━━━ Texte fourni ━━━

Covid-19 : agressions envers des journalistes lors de manifestations contre les restrictions sanitaires en Italie
A la suite de l’agression de neuf journalistes couvrant les manifestations contre les mesures anti-Covid en Italie, Reporters sans frontières (RSF) exhorte la classe politique italienne à réagir avec fermeté et appelle les autorités à protéger efficacement les médias dans leur travail de terrain.
Des journalistes ont été pris pour cible par des manifestants lors de rassemblements dans plusieurs villes d’Italie protestant contre les nouvelles mesures contraignantes prises à la mi-octobre par le gouvernement pour lutter contre l’épidémie de Covid-19.

━━━ Enregistrements présentés ━━━

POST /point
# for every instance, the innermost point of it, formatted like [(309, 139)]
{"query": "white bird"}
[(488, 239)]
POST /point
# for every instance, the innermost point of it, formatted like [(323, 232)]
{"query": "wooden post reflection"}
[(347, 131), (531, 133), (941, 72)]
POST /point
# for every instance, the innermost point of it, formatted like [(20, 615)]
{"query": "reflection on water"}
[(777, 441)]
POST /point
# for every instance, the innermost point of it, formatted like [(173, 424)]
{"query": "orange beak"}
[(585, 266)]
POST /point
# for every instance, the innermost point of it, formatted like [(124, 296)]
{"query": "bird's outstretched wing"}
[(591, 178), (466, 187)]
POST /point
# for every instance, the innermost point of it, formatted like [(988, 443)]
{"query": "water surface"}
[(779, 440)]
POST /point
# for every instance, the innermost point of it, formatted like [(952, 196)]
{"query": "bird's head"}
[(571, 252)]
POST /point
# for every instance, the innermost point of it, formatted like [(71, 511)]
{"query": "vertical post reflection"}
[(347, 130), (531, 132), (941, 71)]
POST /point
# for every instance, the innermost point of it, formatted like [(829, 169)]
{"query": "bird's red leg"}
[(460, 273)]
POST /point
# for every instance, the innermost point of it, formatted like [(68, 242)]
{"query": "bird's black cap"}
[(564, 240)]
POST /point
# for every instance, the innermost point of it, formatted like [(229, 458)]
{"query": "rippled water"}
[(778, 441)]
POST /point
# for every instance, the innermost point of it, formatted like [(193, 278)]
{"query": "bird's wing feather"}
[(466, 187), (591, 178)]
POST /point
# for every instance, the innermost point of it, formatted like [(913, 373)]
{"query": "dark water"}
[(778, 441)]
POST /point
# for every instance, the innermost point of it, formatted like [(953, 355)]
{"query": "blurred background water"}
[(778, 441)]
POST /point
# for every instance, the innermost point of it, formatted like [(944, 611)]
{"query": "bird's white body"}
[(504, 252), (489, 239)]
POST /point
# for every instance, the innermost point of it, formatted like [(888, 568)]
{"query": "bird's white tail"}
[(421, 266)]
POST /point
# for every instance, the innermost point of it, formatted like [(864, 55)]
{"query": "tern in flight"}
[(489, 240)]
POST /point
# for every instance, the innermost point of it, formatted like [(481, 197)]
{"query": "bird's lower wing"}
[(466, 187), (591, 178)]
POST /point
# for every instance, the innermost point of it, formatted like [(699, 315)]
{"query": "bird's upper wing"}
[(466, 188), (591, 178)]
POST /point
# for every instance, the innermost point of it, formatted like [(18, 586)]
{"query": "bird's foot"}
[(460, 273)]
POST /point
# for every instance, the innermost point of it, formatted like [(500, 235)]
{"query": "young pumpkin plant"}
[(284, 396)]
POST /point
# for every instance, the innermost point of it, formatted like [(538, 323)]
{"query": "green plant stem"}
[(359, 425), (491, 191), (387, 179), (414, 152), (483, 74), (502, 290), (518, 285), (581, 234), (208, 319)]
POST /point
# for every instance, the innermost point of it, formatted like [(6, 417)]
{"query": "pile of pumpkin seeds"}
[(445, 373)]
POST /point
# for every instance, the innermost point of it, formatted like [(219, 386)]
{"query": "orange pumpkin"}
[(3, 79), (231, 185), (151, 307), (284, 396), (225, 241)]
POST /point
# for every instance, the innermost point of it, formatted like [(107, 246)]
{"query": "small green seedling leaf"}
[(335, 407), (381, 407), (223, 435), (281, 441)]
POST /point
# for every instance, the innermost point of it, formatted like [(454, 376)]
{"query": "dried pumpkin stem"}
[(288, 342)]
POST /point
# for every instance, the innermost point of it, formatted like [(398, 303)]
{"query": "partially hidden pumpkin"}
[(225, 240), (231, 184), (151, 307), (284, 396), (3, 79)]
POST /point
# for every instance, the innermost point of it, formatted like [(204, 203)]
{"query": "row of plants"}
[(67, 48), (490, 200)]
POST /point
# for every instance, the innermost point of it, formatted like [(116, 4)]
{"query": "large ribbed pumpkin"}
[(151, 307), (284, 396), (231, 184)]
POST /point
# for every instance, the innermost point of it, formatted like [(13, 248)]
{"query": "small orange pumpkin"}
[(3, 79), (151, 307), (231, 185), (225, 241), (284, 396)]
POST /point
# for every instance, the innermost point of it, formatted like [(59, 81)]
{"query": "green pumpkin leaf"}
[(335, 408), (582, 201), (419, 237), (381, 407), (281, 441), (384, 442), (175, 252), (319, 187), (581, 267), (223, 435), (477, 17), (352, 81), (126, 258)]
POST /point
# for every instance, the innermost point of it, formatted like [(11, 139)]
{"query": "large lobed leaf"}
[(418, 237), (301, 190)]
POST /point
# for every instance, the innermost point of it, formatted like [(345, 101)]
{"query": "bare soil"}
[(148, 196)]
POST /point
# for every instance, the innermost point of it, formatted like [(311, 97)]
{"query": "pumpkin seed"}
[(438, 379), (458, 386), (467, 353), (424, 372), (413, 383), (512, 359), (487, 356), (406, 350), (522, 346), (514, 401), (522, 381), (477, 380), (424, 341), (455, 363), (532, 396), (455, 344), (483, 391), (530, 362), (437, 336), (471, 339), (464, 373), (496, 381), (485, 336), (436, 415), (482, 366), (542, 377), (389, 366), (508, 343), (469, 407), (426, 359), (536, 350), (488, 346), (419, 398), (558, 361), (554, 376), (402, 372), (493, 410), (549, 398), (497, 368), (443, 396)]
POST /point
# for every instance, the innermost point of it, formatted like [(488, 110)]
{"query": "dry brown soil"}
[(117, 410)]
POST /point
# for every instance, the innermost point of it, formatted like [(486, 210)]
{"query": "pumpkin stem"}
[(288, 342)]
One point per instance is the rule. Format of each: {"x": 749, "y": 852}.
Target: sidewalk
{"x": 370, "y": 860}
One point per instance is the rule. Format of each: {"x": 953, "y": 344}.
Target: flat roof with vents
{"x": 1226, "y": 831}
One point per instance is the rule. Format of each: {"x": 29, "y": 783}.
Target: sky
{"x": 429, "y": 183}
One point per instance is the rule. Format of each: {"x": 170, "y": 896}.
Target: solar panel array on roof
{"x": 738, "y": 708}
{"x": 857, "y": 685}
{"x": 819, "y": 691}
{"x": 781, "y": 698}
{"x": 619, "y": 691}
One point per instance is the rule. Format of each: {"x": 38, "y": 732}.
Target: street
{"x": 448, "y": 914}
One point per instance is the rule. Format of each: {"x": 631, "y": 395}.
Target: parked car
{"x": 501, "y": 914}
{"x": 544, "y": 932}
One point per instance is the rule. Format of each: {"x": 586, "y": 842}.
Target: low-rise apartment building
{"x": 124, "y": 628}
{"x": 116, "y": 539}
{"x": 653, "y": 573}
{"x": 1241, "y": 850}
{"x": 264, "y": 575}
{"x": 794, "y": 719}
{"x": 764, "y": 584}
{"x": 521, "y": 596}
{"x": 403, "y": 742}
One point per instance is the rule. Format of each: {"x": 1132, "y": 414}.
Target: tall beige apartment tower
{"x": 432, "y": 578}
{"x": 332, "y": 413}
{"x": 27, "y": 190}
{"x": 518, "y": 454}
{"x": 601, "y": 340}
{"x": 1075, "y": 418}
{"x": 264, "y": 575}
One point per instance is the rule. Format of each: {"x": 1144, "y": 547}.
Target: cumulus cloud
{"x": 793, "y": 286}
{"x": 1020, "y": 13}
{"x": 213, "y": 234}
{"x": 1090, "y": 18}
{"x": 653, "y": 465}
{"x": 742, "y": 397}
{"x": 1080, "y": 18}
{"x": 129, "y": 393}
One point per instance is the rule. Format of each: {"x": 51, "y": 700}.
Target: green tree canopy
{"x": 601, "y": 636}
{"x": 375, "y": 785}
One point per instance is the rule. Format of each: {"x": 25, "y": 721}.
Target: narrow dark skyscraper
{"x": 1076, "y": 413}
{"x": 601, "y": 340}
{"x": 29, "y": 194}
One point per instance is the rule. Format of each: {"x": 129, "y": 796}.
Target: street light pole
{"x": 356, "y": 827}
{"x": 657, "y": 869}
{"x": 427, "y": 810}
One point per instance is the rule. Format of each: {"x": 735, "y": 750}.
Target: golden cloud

━━━

Répondez à ces questions sur le texte consacré aux agressions de journalistes en Italie :
1. Combien de journalistes ont été agressés ?
2. Quelle organisation appelle la classe politique italienne à réagir avec fermeté ?
3. À quel moment le gouvernement a-t-il pris les nouvelles mesures contraignantes ?
Les enregistrements n'ont aucun lien avec le texte.

Votre solution:
1. Neuf journalistes.
2. Reporters sans frontières (RSF).
3. À la mi-octobre.